**Exercise objective**
Your task is to output all the records below, word for word.

**Information supplied**
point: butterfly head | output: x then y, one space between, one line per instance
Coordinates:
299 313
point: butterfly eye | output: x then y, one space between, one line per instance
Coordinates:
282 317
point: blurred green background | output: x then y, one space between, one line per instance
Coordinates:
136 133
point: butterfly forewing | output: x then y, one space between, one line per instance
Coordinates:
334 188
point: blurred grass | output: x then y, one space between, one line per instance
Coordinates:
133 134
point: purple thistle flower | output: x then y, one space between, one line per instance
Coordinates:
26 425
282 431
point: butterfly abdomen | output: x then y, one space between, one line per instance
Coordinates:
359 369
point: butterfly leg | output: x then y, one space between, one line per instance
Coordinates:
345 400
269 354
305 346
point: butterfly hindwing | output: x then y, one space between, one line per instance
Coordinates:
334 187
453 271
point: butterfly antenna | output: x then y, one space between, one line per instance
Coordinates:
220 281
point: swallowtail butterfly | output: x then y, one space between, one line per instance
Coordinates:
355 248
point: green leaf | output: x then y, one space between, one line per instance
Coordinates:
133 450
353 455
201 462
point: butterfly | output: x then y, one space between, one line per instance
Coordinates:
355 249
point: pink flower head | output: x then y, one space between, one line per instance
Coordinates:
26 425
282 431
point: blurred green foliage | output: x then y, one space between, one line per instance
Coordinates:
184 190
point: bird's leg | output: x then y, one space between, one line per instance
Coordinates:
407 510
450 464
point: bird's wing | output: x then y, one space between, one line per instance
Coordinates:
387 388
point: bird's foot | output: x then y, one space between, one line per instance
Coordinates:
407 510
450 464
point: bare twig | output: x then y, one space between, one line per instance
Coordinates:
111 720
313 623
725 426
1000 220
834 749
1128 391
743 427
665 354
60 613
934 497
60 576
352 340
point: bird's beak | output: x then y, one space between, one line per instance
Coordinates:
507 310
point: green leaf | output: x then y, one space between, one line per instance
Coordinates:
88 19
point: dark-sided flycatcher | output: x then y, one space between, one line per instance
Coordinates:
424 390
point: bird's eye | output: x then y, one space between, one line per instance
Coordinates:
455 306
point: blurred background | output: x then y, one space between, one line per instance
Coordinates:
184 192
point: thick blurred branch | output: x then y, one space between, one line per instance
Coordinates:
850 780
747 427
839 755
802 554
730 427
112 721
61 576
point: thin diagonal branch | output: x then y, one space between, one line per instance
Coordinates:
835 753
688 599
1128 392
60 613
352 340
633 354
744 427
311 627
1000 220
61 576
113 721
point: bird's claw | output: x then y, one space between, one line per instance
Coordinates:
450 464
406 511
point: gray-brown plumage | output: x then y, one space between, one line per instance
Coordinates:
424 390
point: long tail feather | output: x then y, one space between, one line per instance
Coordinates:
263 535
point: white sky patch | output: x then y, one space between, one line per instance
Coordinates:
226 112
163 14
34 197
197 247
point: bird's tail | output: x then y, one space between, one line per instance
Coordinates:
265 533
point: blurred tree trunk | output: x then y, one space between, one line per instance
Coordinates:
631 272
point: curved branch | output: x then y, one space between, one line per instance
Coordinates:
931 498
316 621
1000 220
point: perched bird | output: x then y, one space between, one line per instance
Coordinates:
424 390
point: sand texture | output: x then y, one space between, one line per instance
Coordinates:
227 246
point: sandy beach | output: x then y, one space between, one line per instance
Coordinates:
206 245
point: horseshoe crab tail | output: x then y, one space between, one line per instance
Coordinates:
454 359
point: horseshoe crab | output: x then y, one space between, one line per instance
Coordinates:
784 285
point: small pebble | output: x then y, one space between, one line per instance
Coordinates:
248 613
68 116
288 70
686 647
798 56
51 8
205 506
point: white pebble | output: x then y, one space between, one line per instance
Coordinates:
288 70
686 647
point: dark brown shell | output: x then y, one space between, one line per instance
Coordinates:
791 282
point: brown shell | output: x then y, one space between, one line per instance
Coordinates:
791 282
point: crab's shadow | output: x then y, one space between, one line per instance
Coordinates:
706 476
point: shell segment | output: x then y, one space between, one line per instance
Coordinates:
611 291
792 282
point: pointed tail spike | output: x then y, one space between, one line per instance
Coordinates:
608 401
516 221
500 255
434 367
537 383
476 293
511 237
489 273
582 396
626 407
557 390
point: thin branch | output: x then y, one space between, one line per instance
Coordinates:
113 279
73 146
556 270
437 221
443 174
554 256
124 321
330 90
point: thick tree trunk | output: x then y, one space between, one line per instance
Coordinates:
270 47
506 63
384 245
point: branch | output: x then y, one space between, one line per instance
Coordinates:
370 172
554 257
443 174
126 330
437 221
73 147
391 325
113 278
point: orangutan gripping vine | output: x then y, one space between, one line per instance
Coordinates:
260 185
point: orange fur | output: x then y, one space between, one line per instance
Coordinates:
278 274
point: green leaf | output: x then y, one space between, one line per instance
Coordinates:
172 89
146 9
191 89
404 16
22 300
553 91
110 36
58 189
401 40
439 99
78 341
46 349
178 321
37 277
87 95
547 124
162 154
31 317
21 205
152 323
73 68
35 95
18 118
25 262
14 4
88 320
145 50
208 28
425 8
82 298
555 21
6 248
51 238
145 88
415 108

**Correct result**
point: butterfly head | output: x then y, one space between, one line per instance
Coordinates:
299 313
point: butterfly eye | output: x then y, one space between, one line per instance
Coordinates:
282 317
point: blurred green background | output: x then y, one space between, one line per instance
Coordinates:
136 133
point: butterfly forewing | output: x then y, one space between, one line per instance
Coordinates:
334 188
point: blurred grass | output: x then y, one space between, one line per instance
Coordinates:
133 134
point: purple thistle flower | output: x then y, one space between, one line per instance
Coordinates:
26 425
282 431
point: butterfly abdomen | output: x then y, one space between, one line per instance
Coordinates:
359 369
point: butterfly leg | output: x then y, one space between, one line per instance
Coordinates:
345 400
269 354
305 346
point: butterfly hindwing | output: x then y, one space between, one line per instance
Coordinates:
334 187
453 271
point: butterfly antenna | output: x then y, one space between, one line per instance
Coordinates:
220 281
point: swallowtail butterfly | output: x then y, one space between, one line per instance
Coordinates:
355 248
point: green leaf | output: x then y, one space between, one line per instance
Coordinates:
133 450
353 455
201 462
point: butterfly | output: x then y, one space between, one line per instance
Coordinates:
355 249
point: pink flower head | output: x then y, one space between, one line per instance
Coordinates:
26 425
282 431
point: blurred green foliage | output: x then y, one space between, one line per instance
Coordinates:
184 190
point: bird's leg | output: x then y, one space between, one line per instance
Coordinates:
407 510
450 464
point: bird's wing | output: x then y, one space between, one line per instance
Coordinates:
387 388
point: bird's foot | output: x then y, one space between, one line per instance
Coordinates:
407 510
450 464
point: bare twig | output: x then y, one space between, one line per instance
Coordinates:
111 720
313 623
725 426
1000 220
834 749
1128 391
743 427
665 354
60 613
934 497
60 576
352 340
point: bird's beak | output: x then y, one space between, one line per instance
Coordinates:
507 310
point: green leaf | output: x then y, one space between, one line per instance
Coordinates:
88 19
point: dark-sided flycatcher | output: x then y, one space between, one line per instance
Coordinates:
424 390
point: bird's eye | output: x then y, one space between, one line per instance
Coordinates:
455 306
point: blurred background | output: x then y, one space between, one line per instance
Coordinates:
184 192
point: thick blurred branch | output: x then y, one space between, one line per instance
Coordinates:
850 780
747 427
839 755
802 554
730 427
112 721
61 576
point: thin diagonal branch | output: x then y, one space between, one line per instance
Coordinates:
835 753
688 599
1128 392
60 613
352 340
633 354
744 427
311 627
1000 220
61 576
113 721
point: bird's claw | output: x then y, one space between, one line per instance
Coordinates:
450 464
406 511
point: gray-brown plumage | output: x then y, one space between, one line per instance
Coordinates:
424 390
point: long tail feather | output: x then y, one space between, one line per instance
Coordinates:
263 535
point: white sky patch | output: x then y, one space between, one line per instance
Coordinates:
226 112
163 14
34 197
197 247
point: bird's tail | output: x then y, one space between, one line per instance
Coordinates:
265 533
point: blurred tree trunk | output: x then y, one space between, one line per instance
Coordinates:
631 272
point: curved branch | output: x then y, one space between, one line per instance
Coordinates:
931 498
316 621
1000 220
point: perched bird | output: x then y, one space between, one line per instance
Coordinates:
424 390
point: sand texture | output: x then y, one space between, one line per instance
Coordinates:
227 246
point: sandy beach | output: x then y, one space between, one line per instance
Coordinates:
206 245
point: horseshoe crab tail | output: x then y, one space between, one line per instance
Coordinates:
454 359
point: horseshoe crab | output: x then y, one space between, one line per instance
Coordinates:
784 285
point: small pebble | output: x then y, one space between, one line per instance
Coordinates:
248 613
68 116
288 70
686 647
798 56
51 8
205 506
point: white pebble | output: x then y, one space between, one line per instance
Coordinates:
288 70
686 647
point: dark brown shell | output: x then y, one space between, one line per instance
Coordinates:
791 282
point: brown shell | output: x then y, one space between, one line per instance
Coordinates:
791 282
point: crab's shadow | output: x then y, one space between, one line per instance
Coordinates:
706 476
point: shell segment | output: x then y, one space between, one line per instance
Coordinates:
611 291
792 282
point: pointed tail spike | output: x then y, one space between, one line per instance
Coordinates:
608 401
516 221
500 255
434 367
537 383
476 293
511 237
489 273
582 396
626 407
557 390
point: thin branch | output: x then y, one space between, one line per instance
Coordinates:
113 279
73 146
556 270
437 221
443 174
554 256
124 321
330 90
point: thick tree trunk | output: x then y, one space between, one line per instance
Coordinates:
270 47
506 63
384 245
point: branch | output: x then y, one space between, one line per instance
Coordinates:
370 172
554 257
443 174
126 330
437 221
73 147
391 325
113 278
point: orangutan gripping vine | output: x then y, one space between, one line per instance
Coordinates:
260 185
point: orange fur | output: x then y, one space between, one line per instance
Coordinates:
278 274
point: green leaf | output: x then y, one space between, one line per instance
Coordinates:
172 89
146 9
191 89
404 16
22 300
553 91
110 36
58 189
401 40
439 99
78 341
46 349
178 321
37 277
87 95
547 124
162 154
31 317
21 205
152 323
73 68
35 95
18 118
25 262
14 4
88 320
145 50
208 28
425 8
82 298
555 21
6 248
51 238
145 88
415 108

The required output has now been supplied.